_DOCUMENT SECTION_:
Tuesday, May 3, 2011

Fixing the ELO ratings system

by Tom Baldwin

Back in 2008 Brian covered a well known ratings system first conceived by the man whose name it now bears, that article offers a great insight into both the good and bad points of Elo ratings, and is certainly worth a read in preparation for this article.

Recently I got thinking about Elo ratings again, and realized their limitations, that they do not consider the score of games, can be overcome. When a game's outcome is considered by the original ELO ratings system it is done so on the basis that the game ends with a binary result, a win or a loss, but that is not all of the information available. As we have seen, a team like last year's Falcons can appear far stronger than they truly are when only their win-loss record is considered, and that is because they were on the right end of luck. Close wins are much more about luck than they are skill, winning by ten points is a lot more of an indication of one team's supremacy than winning by one, but how can we quantify this? Well, we need to know the answer to quite a simple question: when two completely equal teams play each other, what is the chance that, by luck alone, team A beats team B by X or more points? In this instance it will always be by luck alone, since both teams are technically equal, their levels of 'skill' completely cancel each other out.

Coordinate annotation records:
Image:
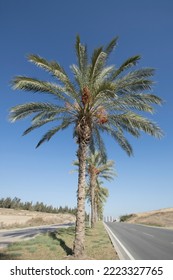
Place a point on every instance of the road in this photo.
(141, 242)
(9, 236)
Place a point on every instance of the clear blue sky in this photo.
(49, 28)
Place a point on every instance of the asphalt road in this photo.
(142, 242)
(9, 236)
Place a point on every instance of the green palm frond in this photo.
(135, 120)
(53, 131)
(116, 92)
(111, 46)
(21, 111)
(130, 62)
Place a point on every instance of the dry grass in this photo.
(162, 218)
(10, 218)
(58, 246)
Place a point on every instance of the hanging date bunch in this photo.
(102, 115)
(86, 96)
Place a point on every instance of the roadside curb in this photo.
(122, 252)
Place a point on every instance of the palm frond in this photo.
(134, 120)
(21, 111)
(132, 61)
(111, 46)
(53, 131)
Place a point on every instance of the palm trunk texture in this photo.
(79, 241)
(92, 186)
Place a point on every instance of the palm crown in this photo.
(101, 98)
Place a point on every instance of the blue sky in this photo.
(48, 28)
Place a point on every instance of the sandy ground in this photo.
(10, 218)
(162, 217)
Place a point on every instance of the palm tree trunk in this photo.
(92, 186)
(79, 241)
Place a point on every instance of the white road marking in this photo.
(118, 241)
(147, 234)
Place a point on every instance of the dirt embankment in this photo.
(162, 217)
(10, 218)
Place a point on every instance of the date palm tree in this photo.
(100, 195)
(96, 169)
(100, 98)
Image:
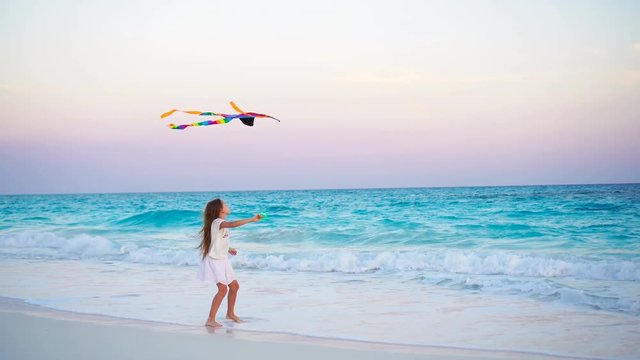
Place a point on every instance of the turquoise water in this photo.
(568, 256)
(545, 233)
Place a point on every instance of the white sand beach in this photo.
(33, 332)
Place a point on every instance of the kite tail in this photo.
(201, 123)
(193, 112)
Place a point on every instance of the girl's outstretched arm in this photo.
(232, 224)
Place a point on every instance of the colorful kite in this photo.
(246, 117)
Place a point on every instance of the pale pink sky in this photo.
(370, 93)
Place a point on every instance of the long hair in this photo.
(211, 212)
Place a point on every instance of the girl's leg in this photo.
(231, 301)
(215, 304)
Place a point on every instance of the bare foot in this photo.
(213, 324)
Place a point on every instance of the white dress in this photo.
(216, 266)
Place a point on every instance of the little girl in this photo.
(215, 264)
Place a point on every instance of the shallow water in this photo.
(540, 268)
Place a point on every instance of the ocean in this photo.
(543, 269)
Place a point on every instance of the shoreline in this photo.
(17, 316)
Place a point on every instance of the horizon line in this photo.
(318, 189)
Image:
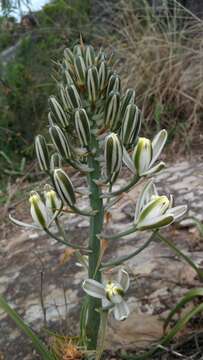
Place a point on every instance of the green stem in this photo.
(67, 243)
(129, 231)
(96, 224)
(125, 188)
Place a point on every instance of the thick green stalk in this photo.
(96, 224)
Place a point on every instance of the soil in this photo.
(28, 260)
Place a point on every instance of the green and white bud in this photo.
(112, 110)
(103, 75)
(130, 125)
(55, 161)
(128, 98)
(111, 293)
(80, 69)
(73, 97)
(77, 50)
(42, 152)
(68, 77)
(60, 141)
(89, 55)
(114, 292)
(154, 215)
(57, 112)
(142, 155)
(113, 154)
(38, 210)
(52, 201)
(114, 83)
(101, 56)
(82, 126)
(154, 211)
(64, 187)
(92, 82)
(68, 55)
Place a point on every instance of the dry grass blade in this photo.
(163, 51)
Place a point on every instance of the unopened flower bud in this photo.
(73, 97)
(77, 50)
(113, 154)
(38, 210)
(80, 69)
(101, 56)
(89, 55)
(142, 155)
(82, 126)
(69, 78)
(64, 187)
(52, 201)
(114, 83)
(68, 55)
(55, 161)
(57, 112)
(127, 99)
(130, 125)
(111, 110)
(114, 292)
(103, 75)
(42, 152)
(92, 83)
(152, 216)
(60, 141)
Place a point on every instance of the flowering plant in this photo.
(94, 126)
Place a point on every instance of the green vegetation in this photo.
(27, 80)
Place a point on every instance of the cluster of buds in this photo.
(111, 293)
(154, 211)
(92, 119)
(89, 83)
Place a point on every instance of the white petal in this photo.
(128, 161)
(155, 169)
(157, 144)
(21, 223)
(155, 223)
(94, 288)
(106, 303)
(43, 210)
(147, 192)
(177, 211)
(123, 279)
(121, 311)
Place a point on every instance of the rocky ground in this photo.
(39, 277)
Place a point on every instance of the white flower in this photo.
(52, 201)
(154, 211)
(111, 293)
(145, 155)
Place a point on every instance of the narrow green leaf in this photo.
(38, 344)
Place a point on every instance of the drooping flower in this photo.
(145, 155)
(52, 201)
(154, 211)
(111, 293)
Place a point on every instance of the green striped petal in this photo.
(121, 311)
(94, 288)
(64, 187)
(42, 153)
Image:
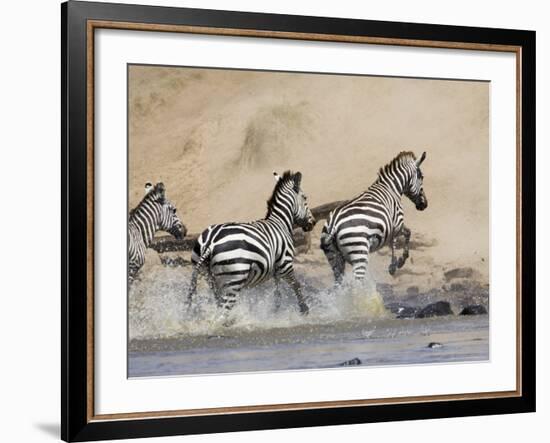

_TASK STATEMENT_: Reproduce word for word everything in the Elo ratings article from "Tuesday, May 3, 2011" down to "for this article.".

_THE REPLY_:
Tuesday, May 3, 2011

Fixing the ELO ratings system

by Tom Baldwin

Back in 2008 Brian covered a well known ratings system first conceived by the man whose name it now bears, that article offers a great insight into both the good and bad points of Elo ratings, and is certainly worth a read in preparation for this article.